● CHALLENGE
Count the lines in the listing below that contain the word "striped", treating uppercase and lowercase as different. Give only the number.

● DATA SHOWN
********************
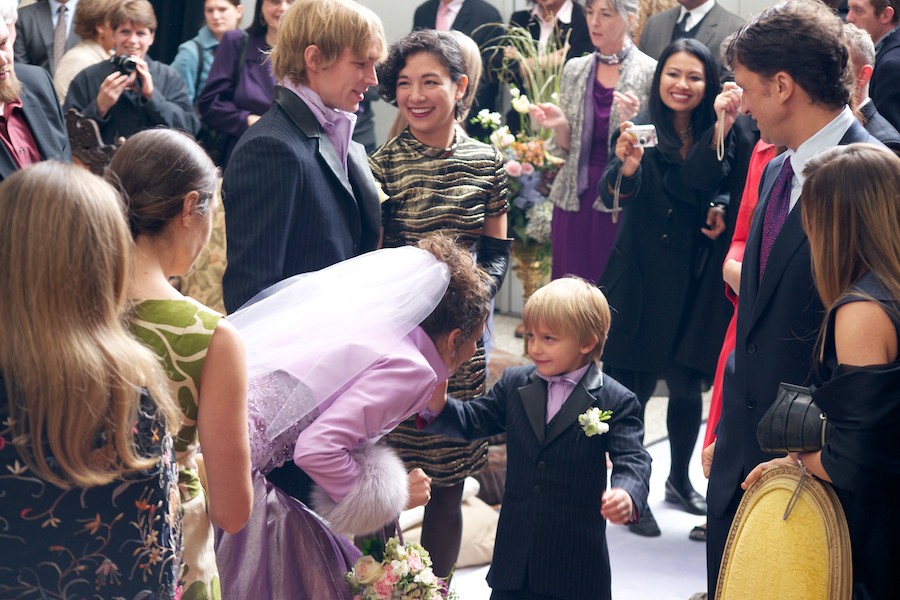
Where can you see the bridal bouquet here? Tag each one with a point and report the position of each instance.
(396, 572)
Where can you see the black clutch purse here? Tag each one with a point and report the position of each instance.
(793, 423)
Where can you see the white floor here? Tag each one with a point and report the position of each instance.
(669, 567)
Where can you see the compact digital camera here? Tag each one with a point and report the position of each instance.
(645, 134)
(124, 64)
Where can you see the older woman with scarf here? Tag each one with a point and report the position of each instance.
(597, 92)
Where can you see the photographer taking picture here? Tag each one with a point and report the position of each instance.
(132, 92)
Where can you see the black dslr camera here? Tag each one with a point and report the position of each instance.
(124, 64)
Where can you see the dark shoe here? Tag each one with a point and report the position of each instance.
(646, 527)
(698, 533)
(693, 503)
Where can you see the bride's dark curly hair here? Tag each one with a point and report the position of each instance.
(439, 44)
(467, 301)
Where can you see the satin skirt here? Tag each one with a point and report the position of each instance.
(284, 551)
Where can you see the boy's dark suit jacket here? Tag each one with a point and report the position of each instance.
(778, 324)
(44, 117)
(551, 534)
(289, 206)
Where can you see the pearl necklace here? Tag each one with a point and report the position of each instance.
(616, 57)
********************
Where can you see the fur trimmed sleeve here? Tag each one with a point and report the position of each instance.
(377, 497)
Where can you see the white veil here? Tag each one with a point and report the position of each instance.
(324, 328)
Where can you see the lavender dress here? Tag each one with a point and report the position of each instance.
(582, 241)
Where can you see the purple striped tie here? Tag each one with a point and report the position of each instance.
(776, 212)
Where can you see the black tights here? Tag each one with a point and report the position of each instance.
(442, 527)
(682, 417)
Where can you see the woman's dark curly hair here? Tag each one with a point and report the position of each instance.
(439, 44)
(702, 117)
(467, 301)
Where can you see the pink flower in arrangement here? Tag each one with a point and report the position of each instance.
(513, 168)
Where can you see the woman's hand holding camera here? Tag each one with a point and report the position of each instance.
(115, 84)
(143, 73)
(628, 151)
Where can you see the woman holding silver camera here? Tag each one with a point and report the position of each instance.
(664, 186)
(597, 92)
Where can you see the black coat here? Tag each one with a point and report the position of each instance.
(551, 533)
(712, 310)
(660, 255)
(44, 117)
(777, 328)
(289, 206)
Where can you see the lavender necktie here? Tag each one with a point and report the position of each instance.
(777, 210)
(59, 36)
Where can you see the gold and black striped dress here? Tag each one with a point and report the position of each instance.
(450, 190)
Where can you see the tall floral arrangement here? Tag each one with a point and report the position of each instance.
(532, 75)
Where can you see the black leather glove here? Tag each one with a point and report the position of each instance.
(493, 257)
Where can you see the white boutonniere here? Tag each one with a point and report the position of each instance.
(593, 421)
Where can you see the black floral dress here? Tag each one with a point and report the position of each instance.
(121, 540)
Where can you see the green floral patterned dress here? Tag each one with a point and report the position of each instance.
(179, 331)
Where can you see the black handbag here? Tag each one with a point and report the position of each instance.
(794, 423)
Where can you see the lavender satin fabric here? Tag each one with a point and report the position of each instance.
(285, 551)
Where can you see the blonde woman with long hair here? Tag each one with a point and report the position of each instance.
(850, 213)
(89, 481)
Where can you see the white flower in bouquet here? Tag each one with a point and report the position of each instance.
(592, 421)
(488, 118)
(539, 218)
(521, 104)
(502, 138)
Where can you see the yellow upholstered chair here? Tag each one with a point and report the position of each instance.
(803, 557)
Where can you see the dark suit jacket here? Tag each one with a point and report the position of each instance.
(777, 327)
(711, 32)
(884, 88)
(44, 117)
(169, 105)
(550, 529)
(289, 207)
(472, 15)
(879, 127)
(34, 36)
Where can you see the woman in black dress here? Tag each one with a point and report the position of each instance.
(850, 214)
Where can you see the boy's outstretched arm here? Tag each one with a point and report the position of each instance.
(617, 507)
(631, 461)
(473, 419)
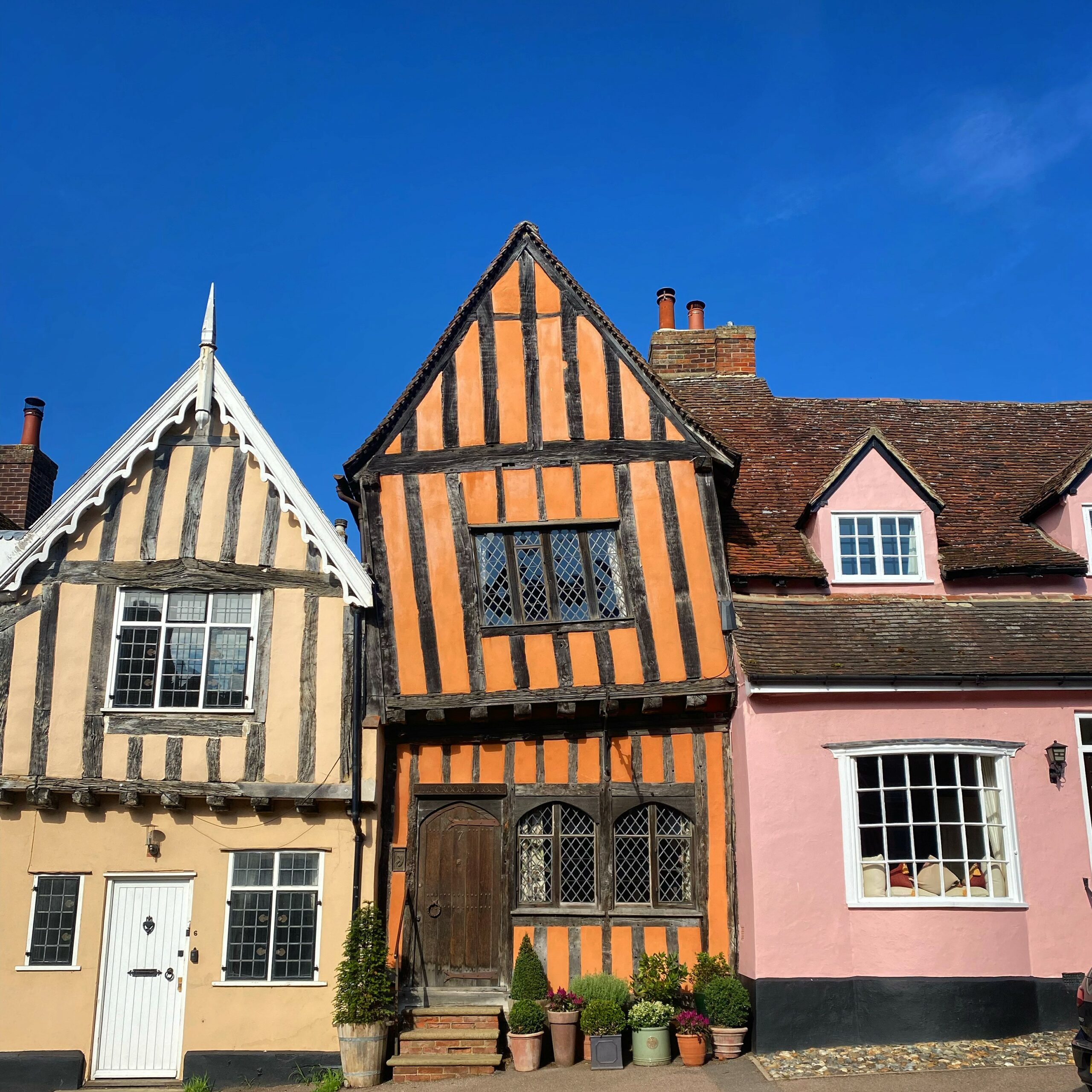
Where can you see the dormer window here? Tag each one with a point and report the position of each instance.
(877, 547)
********************
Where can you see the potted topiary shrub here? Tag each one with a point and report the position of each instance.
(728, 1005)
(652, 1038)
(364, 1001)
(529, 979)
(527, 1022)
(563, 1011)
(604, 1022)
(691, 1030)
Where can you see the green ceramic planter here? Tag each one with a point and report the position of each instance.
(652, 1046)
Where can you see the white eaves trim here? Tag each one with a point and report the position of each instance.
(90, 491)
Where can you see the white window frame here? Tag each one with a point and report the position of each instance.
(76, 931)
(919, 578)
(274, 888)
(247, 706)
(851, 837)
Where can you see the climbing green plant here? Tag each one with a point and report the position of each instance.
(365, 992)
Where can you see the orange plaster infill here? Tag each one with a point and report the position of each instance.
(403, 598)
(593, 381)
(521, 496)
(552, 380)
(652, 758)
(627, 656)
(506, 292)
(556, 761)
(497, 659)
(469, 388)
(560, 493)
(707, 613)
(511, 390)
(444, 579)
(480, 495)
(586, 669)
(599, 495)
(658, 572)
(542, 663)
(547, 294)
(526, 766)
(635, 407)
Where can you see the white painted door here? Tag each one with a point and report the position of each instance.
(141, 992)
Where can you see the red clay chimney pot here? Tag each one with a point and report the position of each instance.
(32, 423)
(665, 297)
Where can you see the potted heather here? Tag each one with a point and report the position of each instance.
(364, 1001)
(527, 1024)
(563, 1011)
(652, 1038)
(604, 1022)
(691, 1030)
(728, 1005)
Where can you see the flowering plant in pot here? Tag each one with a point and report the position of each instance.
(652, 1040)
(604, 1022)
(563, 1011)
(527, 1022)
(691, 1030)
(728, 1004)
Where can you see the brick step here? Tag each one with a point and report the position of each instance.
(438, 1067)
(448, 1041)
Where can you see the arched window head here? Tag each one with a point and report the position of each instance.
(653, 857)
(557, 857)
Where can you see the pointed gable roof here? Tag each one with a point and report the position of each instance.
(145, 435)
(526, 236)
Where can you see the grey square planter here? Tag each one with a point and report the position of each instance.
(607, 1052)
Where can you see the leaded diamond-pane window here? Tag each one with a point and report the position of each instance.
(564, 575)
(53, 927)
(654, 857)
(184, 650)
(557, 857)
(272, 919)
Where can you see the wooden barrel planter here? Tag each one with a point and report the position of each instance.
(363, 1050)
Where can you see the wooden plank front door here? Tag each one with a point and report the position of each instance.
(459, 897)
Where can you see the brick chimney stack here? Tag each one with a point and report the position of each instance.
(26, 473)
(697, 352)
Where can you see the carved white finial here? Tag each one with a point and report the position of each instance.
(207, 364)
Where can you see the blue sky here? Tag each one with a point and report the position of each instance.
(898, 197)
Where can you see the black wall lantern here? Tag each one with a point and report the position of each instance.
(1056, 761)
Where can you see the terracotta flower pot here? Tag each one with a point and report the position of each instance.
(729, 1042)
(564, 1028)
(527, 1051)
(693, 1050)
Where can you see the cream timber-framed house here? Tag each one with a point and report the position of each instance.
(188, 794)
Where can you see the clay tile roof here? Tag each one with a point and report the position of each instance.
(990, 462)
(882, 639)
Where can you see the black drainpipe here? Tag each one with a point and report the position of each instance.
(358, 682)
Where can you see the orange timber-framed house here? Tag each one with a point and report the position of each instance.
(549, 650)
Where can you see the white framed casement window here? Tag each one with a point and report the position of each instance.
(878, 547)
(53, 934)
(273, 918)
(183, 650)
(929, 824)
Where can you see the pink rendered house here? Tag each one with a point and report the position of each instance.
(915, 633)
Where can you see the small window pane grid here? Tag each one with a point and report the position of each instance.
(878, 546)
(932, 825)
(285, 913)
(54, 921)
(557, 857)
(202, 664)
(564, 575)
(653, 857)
********************
● SOLVED EXERCISE
2